TASK – Reproduce every one of the records below verbatim, keeping their order and wording unchanged.

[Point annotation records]
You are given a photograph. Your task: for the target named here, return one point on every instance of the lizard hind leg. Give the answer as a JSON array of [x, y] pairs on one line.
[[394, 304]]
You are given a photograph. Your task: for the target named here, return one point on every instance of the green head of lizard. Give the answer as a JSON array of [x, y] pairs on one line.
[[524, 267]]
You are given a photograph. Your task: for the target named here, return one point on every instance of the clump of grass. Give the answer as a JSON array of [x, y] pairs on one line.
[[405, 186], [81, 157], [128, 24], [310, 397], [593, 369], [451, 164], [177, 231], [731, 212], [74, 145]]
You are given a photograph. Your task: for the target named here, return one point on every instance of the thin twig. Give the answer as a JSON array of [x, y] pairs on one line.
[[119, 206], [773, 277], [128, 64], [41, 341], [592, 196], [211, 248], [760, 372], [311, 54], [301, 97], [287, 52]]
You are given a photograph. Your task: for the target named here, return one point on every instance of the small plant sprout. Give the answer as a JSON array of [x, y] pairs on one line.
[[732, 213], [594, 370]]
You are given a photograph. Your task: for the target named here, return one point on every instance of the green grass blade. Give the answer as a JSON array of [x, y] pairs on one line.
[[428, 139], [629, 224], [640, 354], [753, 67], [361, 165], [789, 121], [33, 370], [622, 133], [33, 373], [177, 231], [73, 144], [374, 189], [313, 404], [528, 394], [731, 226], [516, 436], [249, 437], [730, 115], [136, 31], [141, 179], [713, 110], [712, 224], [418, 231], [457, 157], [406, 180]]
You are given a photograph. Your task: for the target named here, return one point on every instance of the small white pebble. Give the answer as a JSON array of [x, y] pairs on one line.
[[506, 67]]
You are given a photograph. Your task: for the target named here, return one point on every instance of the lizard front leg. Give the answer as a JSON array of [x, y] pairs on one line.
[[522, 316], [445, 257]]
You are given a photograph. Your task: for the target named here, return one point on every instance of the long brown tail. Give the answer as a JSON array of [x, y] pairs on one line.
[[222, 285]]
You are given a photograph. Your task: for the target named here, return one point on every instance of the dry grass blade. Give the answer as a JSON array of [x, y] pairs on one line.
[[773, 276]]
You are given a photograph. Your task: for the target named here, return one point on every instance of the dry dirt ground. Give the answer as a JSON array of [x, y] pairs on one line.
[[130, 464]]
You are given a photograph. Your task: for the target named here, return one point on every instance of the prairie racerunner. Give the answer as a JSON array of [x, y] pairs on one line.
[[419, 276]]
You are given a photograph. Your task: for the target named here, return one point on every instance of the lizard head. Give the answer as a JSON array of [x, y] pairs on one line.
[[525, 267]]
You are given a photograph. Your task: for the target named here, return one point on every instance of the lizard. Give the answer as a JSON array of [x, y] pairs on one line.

ANSWER TO THE PROBLEM –
You are given a photograph. Your task: for the target named here, return one point on every instance of the lizard hind leg. Give the answer as a JSON array of [x, y] pairs on one line.
[[394, 304]]
You are given a photograph. Your task: for the target named here, return one point on every instance of the green head of lizard. Give the answer as a JSON array of [x, y] pairs on one line.
[[524, 267]]
You are given a photograph. Your task: for the target named here, return one point on every instance of the clump of grass. Give the answer as a JSON array of [x, y] pairs on one line.
[[405, 186], [81, 157], [128, 24], [310, 397], [593, 369], [451, 164], [177, 231], [731, 212], [74, 145]]
You are given a photograph. Your task: for the target named here, return one point on every instance of the thin twig. Give the answer as a JSON array of [x, y] pairs on one line.
[[119, 206], [773, 277], [128, 64], [41, 341], [592, 196], [211, 248], [760, 372], [311, 54], [301, 97], [287, 52]]
You are given a photograph. Your task: for the target named here, return one point on every instance of the small plant sprout. Give the answer as a JSON array of [x, y] pairs on one line.
[[732, 213], [594, 370]]
You are given a photograph. Your task: for the target named here, return one point on every instance of the green grass blade. Give the answer as a JSON array of [x, y] pairs on one line.
[[428, 139], [629, 224], [640, 354], [753, 67], [361, 165], [789, 121], [33, 370], [622, 133], [33, 373], [177, 231], [73, 144], [374, 189], [313, 404], [528, 394], [731, 226], [516, 436], [249, 437], [730, 115], [136, 31], [141, 179], [713, 110], [712, 224], [418, 231], [457, 157], [406, 180]]
You are given a photograph. Your task: for the target named here, return one point on every instance of the small white pebble. Give the answer as a JSON array of [x, y] pairs on one line.
[[506, 67]]
You are given a photograph. Your task: for the target named here, return one point on every instance of the lizard front leg. Give the answer as a JSON array of [x, y] pairs on one line.
[[522, 316], [445, 257]]
You are given a photograph. Your task: for the target named here, return one point on every instance of the long brown tail. Give the answer as a JSON array of [x, y] pairs on one line.
[[222, 285]]
You are given a photograph. Your task: for the target named here, return one point on every instance of the dry grass blade. Give the answer as a JSON array of [x, y] pairs on one line.
[[773, 276]]
You are given a photograph. Your task: for the target named here, return one point on every instance of the dry dirt ground. Give the answer as a JSON array of [x, y] pairs on one line.
[[130, 464]]
You are given a photograph. Your task: for the target named here, return one point on every instance of the prairie racerunner. Give the answer as a JSON array of [x, y] pairs on one line.
[[419, 276]]
You are given a photograph. Your task: for the target named here, return one point on every instance of the lizard head. Give the answer as a JSON array of [x, y] pairs on one line.
[[525, 267]]
You are given a photograph. Your task: for the target named here, return one point on every instance of the lizard. Give the answer as a JSON array of [x, y] pairs on one line.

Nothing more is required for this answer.